EXERCISE GOAL:
Scan the entries for lines with the word "snow" and copy those lines.

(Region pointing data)
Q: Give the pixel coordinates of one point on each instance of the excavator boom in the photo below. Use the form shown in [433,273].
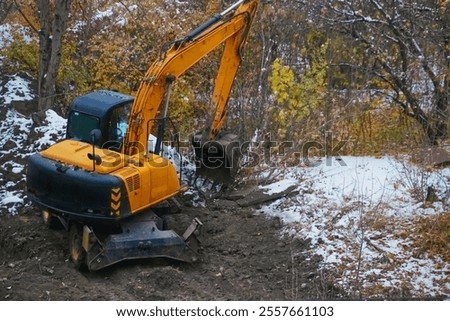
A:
[230,28]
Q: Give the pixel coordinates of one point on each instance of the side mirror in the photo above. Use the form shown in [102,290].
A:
[96,136]
[96,158]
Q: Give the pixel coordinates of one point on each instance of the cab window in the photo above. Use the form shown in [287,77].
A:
[80,126]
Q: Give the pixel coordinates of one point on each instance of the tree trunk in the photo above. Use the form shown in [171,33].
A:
[53,20]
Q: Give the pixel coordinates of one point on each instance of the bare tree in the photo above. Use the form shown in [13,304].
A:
[5,8]
[408,42]
[53,16]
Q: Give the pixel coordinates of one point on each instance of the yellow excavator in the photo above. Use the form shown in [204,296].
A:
[106,185]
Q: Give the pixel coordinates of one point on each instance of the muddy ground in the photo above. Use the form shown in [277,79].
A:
[243,258]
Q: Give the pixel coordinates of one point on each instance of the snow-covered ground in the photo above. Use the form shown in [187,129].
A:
[360,217]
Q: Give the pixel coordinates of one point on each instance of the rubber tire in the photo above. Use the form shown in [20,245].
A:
[50,220]
[76,250]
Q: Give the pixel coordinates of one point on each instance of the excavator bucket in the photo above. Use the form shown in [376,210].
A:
[143,237]
[218,158]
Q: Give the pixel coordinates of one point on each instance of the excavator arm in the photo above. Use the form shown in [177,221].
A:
[229,28]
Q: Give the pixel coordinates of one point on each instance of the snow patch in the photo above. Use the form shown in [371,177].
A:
[359,219]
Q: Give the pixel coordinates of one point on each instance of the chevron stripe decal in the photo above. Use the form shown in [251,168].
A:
[116,196]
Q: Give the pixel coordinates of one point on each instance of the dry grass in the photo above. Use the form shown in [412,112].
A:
[432,236]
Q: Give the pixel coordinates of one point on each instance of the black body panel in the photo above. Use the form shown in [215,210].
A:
[74,193]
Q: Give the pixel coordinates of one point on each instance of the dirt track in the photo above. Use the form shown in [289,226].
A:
[243,259]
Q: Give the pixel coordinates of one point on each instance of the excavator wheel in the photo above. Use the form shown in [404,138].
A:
[50,220]
[77,252]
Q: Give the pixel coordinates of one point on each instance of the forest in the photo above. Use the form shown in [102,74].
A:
[374,74]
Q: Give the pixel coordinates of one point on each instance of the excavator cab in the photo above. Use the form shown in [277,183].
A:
[105,110]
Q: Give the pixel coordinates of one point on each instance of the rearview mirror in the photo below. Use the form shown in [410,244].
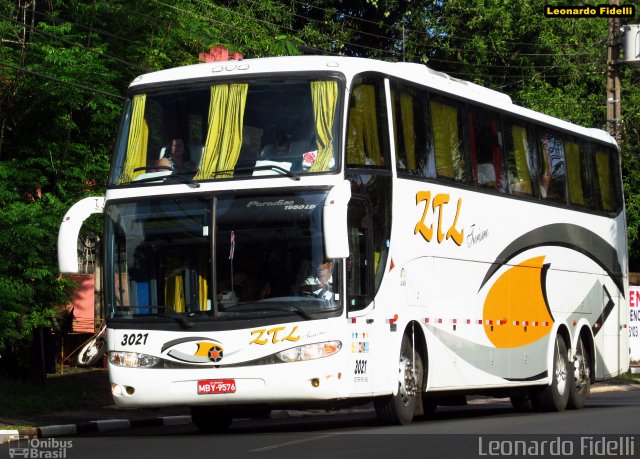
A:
[334,221]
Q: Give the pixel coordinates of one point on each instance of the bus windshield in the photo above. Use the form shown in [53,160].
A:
[262,255]
[226,130]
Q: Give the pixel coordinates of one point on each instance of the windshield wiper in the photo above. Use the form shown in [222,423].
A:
[171,314]
[270,167]
[174,176]
[289,307]
[182,179]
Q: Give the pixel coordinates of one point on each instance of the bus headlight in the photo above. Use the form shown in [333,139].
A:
[133,359]
[309,352]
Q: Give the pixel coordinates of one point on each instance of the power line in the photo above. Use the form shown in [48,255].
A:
[69,83]
[78,45]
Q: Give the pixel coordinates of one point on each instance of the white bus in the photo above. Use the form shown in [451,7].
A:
[318,231]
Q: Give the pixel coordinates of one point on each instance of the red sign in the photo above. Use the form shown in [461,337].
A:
[216,386]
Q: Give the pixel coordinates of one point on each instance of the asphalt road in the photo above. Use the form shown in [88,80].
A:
[608,426]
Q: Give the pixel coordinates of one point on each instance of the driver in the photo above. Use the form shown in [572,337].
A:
[319,285]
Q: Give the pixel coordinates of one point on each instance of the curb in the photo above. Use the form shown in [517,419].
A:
[169,421]
[94,426]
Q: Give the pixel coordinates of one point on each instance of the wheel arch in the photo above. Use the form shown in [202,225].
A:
[563,332]
[586,335]
[415,328]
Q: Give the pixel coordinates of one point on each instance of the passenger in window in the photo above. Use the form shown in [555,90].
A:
[319,284]
[177,158]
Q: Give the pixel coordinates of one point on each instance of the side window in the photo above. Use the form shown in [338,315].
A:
[448,138]
[551,166]
[359,263]
[606,170]
[412,131]
[367,129]
[521,158]
[485,148]
[578,172]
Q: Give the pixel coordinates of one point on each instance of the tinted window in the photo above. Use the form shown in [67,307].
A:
[448,137]
[485,148]
[551,166]
[412,131]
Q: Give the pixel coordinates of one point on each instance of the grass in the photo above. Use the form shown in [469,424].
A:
[629,378]
[73,390]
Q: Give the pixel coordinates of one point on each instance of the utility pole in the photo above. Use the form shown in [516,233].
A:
[614,122]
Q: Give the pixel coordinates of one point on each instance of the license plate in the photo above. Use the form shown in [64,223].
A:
[216,386]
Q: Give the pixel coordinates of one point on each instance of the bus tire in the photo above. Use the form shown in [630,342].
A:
[399,409]
[556,396]
[211,419]
[581,388]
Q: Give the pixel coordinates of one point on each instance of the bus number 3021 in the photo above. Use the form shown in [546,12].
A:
[134,339]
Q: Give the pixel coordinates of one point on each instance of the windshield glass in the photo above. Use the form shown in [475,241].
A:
[226,130]
[267,257]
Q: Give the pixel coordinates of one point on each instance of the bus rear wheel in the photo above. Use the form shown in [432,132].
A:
[581,388]
[211,419]
[400,408]
[555,396]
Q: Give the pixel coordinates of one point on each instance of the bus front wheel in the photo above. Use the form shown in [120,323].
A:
[400,408]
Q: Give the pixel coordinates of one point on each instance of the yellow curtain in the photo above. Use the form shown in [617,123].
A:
[355,140]
[394,121]
[520,152]
[224,138]
[408,130]
[138,139]
[324,95]
[444,119]
[576,194]
[174,286]
[202,283]
[603,167]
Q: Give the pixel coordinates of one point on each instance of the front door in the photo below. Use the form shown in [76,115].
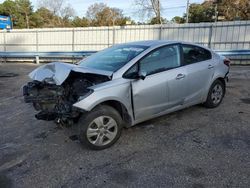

ANSWER SPACE:
Q: Give the pixel coordinates of one point on each instance of the snow-covered ground in the photo above. Use the form shown in [187,129].
Q: Give the pixel coordinates of one point on each instance of the snow patch in the photo above. Use the form shown in [371,177].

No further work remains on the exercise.